WRITTEN INSTRUCTION A →
According to the memory map text, which three regions are typically executable?

TEXT EXCERPT →
* * * * *
Key Observations When Running

Running this on a typical Linux system, the output might look like:

=== Memory Map Analysis ===
Total regions  : 14
Executable     : 3

The 3 executable regions are typically: 1. The program's own .text section 2. libc.so.6's code section 3. The vDSO (virtual dynamic shared object)

The 14 total regions include: program text, program rodata, program data/bss, libc text, libc rodata, libc data, ld.so (dynamic linker) text/rodata/data, the stack, vvar, and vdso.


What Makes This Program Interesting

It reads its own memory map while running. When you see the entry for the program itself, that's the code you're currently executing reading information about itself from the kernel. The entry for [stack] shows the memory region that contains the current call stack — including the return addresses and local variables of _start, read_line, and the kernel's handler for /proc/self/maps reads.

It uses only system calls. No printf, no fgets, no strlen from libc. The entire program — file I/O, string printing, integer conversion — is implemented using raw system calls.

File I/O in assembly. The read_line function demonstrates buffered file reading: sys_read returns up to N bytes; we scan for newlines within the buffer and compact when the line spans a buffer boundary.

The rep movsb instruction in the compaction code is the x86-64 string move instruction. It copies RCX bytes from [RSI] to [RDI], advancing both pointers. This is the assembly-level memmove for small copies.


Extending the Program

Some extensions worth implementing as exercises:

  1. Parse and print the address ranges: Extract the hexadecimal start and end addresses from each line and print them formatted.

  2. Calculate total mapped size: Sum the sizes of all regions (end - start for each line).

  3. Find and print the stack range: When the pathname field contains [stack], print the start and end address as "Stack: 0x... - 0x...".

  4. Count private vs shared mappings: The 4th permission character is p (private/CoW) or s (shared). Count how many regions of each type exist.

These extensions require parsing ASCII hex strings in assembly — a practical skill covered in Chapter 14 (string processing).
* * * * *
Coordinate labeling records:
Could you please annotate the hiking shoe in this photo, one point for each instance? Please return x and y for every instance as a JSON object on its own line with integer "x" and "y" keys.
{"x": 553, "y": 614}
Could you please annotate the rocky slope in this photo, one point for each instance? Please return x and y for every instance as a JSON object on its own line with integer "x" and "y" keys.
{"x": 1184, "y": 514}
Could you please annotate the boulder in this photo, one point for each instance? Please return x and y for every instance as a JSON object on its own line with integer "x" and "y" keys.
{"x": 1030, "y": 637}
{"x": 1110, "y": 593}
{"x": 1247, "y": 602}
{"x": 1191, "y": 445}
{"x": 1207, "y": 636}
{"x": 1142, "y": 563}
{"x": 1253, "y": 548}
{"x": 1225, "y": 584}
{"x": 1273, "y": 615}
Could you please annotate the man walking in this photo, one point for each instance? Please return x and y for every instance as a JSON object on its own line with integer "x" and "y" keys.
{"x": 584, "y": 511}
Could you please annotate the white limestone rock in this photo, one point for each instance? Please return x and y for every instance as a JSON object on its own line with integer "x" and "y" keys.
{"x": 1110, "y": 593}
* * * * *
WRITTEN INSTRUCTION B →
Echo the records word for word, starting at the line that contains "Could you please annotate the boulder" and ending at the last line of the records.

TASK ANSWER A →
The program's own .text section, libc.so.6's code section, and the vDSO (virtual dynamic shared object).

TASK ANSWER B →
Could you please annotate the boulder in this photo, one point for each instance? Please return x and y for every instance as a JSON object on its own line with integer "x" and "y" keys.
{"x": 1030, "y": 637}
{"x": 1110, "y": 593}
{"x": 1247, "y": 602}
{"x": 1191, "y": 445}
{"x": 1207, "y": 636}
{"x": 1142, "y": 563}
{"x": 1253, "y": 548}
{"x": 1225, "y": 584}
{"x": 1273, "y": 615}
Could you please annotate the man walking in this photo, one point for each instance? Please return x and y for every instance as a JSON object on its own line with integer "x" and "y" keys.
{"x": 584, "y": 511}
Could you please annotate the white limestone rock in this photo, one point for each instance? Please return x and y for every instance as a JSON object on its own line with integer "x" and "y" keys.
{"x": 1110, "y": 593}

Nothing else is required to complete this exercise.